§ **TEXT TO READ**
# Matte Silver with CF-Valet Magic touch!



## alloy (Apr 29, 2005)

Just wanted to share some photos of my newly matted GTR and sing some more praise to Robbie at Valet Magic!

Dropped the car off with Robbie Sunday evening, (I was 45 mins late!) to be fitted with the Matte Clear wrap, i wasn't too sure on whether to matte the lowers or have them in Carbon so Robbie kindly suggested that he could trial a piece and send me a pic to make my mind up. I really like the new BMW Frost Silver and hoped this is what we could get close to with the UMS silver paint and a clear matte wrap, a phone call on Thursday after the body had been wrapped and an email in the inbox with a skirt wrapped in carbon we decided that it looked right with the carbon lowers and vents, which left me excited to see it on Saturday.

Picked the car up and the fit and finish of Robbies work was immaculate, it looks like a factory fit and finish! Not only that but he had cleaned the inside and the wheels, which i hadn't expected but was grateful to see. Really happy with how the car looks it's exactly what i had visioned, more over really happy with Robbies excellent service, if only Nissan would learn how to look after a customer from Robbie we would all be better served!

Once again, thanks Robbie!


----------



## Kadir (Mar 23, 2008)

Clean..


----------



## TAZZMAXX (Mar 9, 2010)

I'm not normally a fan of wraps but that looks pretty good. I saw a matte gold at Middlehurst some time back and that looked quite nice as well. I can't believe how clean Robbie manages to get the exhaust tips, mine weren't even that clean when I picked the car up!


----------



## *MAGIC* (Oct 21, 2009)

Thanks for the great feedback Andy I will post up some more pics as soon as I get a chance.
Very refreshing colour and like you I feel it really looked better than we could of ever imagined.

Cheers Andy 

Robbie


----------



## bluediamond (Sep 6, 2010)

*That looks great*

Think that silver really suits the GTR anyway and thats come out really well.
:thumbsup:


----------



## AlanN (Dec 10, 2007)

That looks superb!


----------



## Litchfield (Feb 26, 2008)

looks great! 

Regards

Iain


----------



## LiamGTR (Nov 26, 2006)

I'm sorry but am I the only one missing it? It just looks silver 

Magic do you have any before/after shots or maybe with one panel done and the one next to it, not done?

I know you done it with a white one like that and looked good


----------



## *MAGIC* (Oct 21, 2009)

LiamGTR said:


> I'm sorry but am I the only one missing it? It just looks silver
> 
> Magic do you have any before/after shots or maybe with one panel done and the one next to it, not done?
> 
> I know you done it with a white one like that and looked good


I will put some more pics up showing the difference mate :smokin:


----------



## *MAGIC* (Oct 21, 2009)

A few during pics:























































I will get some more up later.


Robbie


----------



## Snapper (Oct 1, 2009)

§ **RECORD EXCERPTS**

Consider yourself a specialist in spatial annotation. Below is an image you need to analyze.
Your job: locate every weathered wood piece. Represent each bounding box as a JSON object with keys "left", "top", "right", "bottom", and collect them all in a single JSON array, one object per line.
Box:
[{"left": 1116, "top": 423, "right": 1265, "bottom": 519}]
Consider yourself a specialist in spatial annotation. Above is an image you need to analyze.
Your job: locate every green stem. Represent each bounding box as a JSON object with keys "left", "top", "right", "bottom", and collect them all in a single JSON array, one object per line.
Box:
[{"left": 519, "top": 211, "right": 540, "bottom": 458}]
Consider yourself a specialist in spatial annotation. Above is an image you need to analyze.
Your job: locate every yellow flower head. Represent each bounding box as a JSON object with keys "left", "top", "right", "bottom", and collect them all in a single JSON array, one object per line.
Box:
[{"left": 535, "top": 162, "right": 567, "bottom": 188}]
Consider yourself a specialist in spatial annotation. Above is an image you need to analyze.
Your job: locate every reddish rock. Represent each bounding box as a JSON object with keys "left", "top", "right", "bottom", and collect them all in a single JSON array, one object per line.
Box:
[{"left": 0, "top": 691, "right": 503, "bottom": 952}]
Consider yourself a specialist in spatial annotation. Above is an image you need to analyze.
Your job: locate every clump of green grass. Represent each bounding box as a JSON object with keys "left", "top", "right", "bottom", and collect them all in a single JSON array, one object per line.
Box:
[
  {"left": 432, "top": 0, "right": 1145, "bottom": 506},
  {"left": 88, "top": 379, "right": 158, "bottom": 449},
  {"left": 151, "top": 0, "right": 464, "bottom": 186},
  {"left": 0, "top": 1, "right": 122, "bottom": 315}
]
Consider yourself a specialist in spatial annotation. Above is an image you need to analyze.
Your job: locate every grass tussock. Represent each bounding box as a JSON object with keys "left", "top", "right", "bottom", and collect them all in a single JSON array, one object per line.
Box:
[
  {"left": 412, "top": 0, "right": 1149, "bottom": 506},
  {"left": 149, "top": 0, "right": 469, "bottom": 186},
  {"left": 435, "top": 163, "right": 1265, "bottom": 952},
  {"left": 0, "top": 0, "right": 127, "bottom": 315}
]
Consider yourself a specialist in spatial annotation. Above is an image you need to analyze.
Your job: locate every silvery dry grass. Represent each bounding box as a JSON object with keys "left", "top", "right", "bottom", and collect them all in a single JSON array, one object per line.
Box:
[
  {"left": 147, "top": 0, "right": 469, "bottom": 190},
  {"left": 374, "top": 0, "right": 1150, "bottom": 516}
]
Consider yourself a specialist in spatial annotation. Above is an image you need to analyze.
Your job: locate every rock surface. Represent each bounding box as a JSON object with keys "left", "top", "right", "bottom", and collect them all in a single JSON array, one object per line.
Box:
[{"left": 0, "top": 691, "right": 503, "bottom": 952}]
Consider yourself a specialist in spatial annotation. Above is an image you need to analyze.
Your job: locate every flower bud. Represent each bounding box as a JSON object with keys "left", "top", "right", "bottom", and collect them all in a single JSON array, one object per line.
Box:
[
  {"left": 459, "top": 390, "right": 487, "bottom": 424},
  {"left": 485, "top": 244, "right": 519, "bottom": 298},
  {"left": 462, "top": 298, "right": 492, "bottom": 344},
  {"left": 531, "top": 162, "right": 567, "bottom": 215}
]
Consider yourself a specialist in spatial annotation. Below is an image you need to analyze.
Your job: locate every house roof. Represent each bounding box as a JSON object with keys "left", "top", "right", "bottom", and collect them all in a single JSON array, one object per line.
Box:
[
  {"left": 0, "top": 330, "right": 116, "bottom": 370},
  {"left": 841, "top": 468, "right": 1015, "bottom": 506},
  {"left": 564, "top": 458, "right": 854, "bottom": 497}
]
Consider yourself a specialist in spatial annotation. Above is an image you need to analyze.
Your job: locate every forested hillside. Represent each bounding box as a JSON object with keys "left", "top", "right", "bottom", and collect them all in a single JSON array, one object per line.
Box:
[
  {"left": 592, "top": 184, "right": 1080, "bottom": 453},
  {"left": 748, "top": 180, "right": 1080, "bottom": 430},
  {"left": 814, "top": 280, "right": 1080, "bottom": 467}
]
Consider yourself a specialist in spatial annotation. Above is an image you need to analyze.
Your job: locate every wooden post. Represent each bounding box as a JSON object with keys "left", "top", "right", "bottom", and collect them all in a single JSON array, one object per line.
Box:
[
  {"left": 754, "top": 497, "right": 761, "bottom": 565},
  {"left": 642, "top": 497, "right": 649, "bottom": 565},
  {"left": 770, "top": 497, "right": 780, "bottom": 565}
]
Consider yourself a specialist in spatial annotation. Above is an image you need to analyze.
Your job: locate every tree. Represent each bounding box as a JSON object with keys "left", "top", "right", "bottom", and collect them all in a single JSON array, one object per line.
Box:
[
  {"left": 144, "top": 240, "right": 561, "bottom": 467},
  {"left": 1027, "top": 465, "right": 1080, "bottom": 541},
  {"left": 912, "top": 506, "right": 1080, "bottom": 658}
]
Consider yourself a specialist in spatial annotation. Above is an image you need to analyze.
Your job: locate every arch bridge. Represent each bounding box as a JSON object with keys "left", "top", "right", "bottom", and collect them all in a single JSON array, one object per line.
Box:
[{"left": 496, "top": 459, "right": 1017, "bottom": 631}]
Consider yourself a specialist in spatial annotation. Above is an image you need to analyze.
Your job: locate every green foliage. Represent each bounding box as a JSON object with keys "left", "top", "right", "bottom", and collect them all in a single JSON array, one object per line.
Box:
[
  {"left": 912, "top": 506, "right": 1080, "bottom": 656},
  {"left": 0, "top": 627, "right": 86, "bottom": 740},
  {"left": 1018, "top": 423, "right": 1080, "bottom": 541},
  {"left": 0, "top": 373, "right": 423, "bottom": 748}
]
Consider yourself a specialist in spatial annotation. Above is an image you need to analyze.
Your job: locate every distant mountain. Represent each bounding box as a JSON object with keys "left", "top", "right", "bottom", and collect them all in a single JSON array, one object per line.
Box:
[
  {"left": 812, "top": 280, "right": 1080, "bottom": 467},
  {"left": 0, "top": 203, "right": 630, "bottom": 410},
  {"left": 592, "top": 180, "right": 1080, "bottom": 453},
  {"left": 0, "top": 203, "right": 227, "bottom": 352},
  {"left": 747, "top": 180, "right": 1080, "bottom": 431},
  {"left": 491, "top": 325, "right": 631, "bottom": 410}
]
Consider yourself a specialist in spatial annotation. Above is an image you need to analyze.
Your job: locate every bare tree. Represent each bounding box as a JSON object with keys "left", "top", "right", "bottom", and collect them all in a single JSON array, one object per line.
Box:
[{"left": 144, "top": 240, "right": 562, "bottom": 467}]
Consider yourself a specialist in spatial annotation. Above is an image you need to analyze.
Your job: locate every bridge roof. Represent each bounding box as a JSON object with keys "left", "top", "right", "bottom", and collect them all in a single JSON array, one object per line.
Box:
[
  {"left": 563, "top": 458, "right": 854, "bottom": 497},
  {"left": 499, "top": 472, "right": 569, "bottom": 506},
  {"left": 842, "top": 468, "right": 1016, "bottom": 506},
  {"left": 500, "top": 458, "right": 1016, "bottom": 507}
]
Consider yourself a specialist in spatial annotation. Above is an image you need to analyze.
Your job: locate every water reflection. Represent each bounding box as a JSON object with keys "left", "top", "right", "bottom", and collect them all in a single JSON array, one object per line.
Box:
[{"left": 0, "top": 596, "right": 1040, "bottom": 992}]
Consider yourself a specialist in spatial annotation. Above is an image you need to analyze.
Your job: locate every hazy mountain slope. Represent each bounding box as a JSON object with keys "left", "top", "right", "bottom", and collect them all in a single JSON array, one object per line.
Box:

§ **PROBLEMS AND TASKS**
- A) Name every day of the week mentioned in the GTR wrap thread.
- B) Turn the paragraph of the GTR wrap thread that begins "Dropped the car off with Robbie" into a short list of its main facts.
- C) Carry the GTR matte silver wrap thread on from its last line.
The material shown with this thread is separate from it.

§ **EXPECTED OUTPUTS**
- A) Sunday, Thursday, Saturday

- B)
- The car was dropped off with Robbie on Sunday evening, 45 minutes late, to be fitted with the Matte Clear wrap.
- The owner was unsure whether the lowers should be matte or carbon, so Robbie offered to trial a piece and send a picture.
- The goal was to get close to BMW Frost Silver using the UMS silver paint and a clear matte wrap.
- On Thursday, after the body had been wrapped, a phone call and an email showing a skirt wrapped in carbon led to the choice of carbon lowers and vents.
- The owner was excited to see the car on Saturday.

- C)
I'm not sure that I get this. Why pay a premium for the ultimate metallic silver and then change it? For example, you could presumably buy a DMG car and then wrap it in matt silver.

I've always assumed that the matt black cars you see are wrapped in matt black vinyl and not matt clear over the original black paint. 

I've no doubt that this matt silver looks good in the flesh. I do like the black carbon around the sills. It's maybe a bit difficult to appreciate the finish from photographs alone.

However, I think that the most effective wraps are those that provide a dramatic new colour such as the lambo orange one on this forum. I saw it on the M4 a few weeks ago and it looked stunning.


----------



## alloy (Apr 29, 2005)

Snapper said:


> I'm not sure that I get this. Why pay a premium for the ultimate metallic silver and then change it? For example, you could presumably buy a DMG car and then wrap it in matt silver.
> 
> I've always assumed that the matt black cars you see are wrapped in matt black vinyl and not matt clear over the original black paint.
> 
> ...


I didn't pay any premium for the silver and the reason I wanted a matte clear wrap was to be slighty different but still looking oem :smokin:

You are right the pictures do not do it justice! Lamborghini orange is nice but not for me, this is exactly what I wanted so I'm happy!


----------



## Zed Ed (Oct 24, 2007)

Looks great


----------



## Stevie76 (Dec 17, 2009)

Like it....


----------



## LiamGTR (Nov 26, 2006)

Great workmanship (for want of a better word)

But it's not for me, I prefer the shiny wax look, no disrespect.


----------



## Sixx (Sep 22, 2010)

Is the carbon on the rear a wrap too or is it real?


----------



## anilj (Jan 30, 2010)

Snapper said:


> I think that the most effective wraps are those that provide a dramatic new colour such as the lambo orange one on this forum. I saw it on the M4 a few weeks ago and it looked stunning.


That was probably me....Mr Andre's no1 fan...ha:smokin:


----------



## *MAGIC* (Oct 21, 2009)

Sixx said:


> Is the carbon on the rear a wrap too or is it real?


That is also wrapped :smokin:

Robbie


----------



## *MAGIC* (Oct 21, 2009)

TAZZMAXX said:


> I'm not normally a fan of wraps but that looks pretty good. I saw a matte gold at Middlehurst some time back and that looked quite nice as well. I can't believe how clean Robbie manages to get the exhaust tips, mine weren't even that clean when I picked the car up!


The one you saw was probably the one we did that was matte clear over titanium


----------



## ROG350Z (Jun 15, 2008)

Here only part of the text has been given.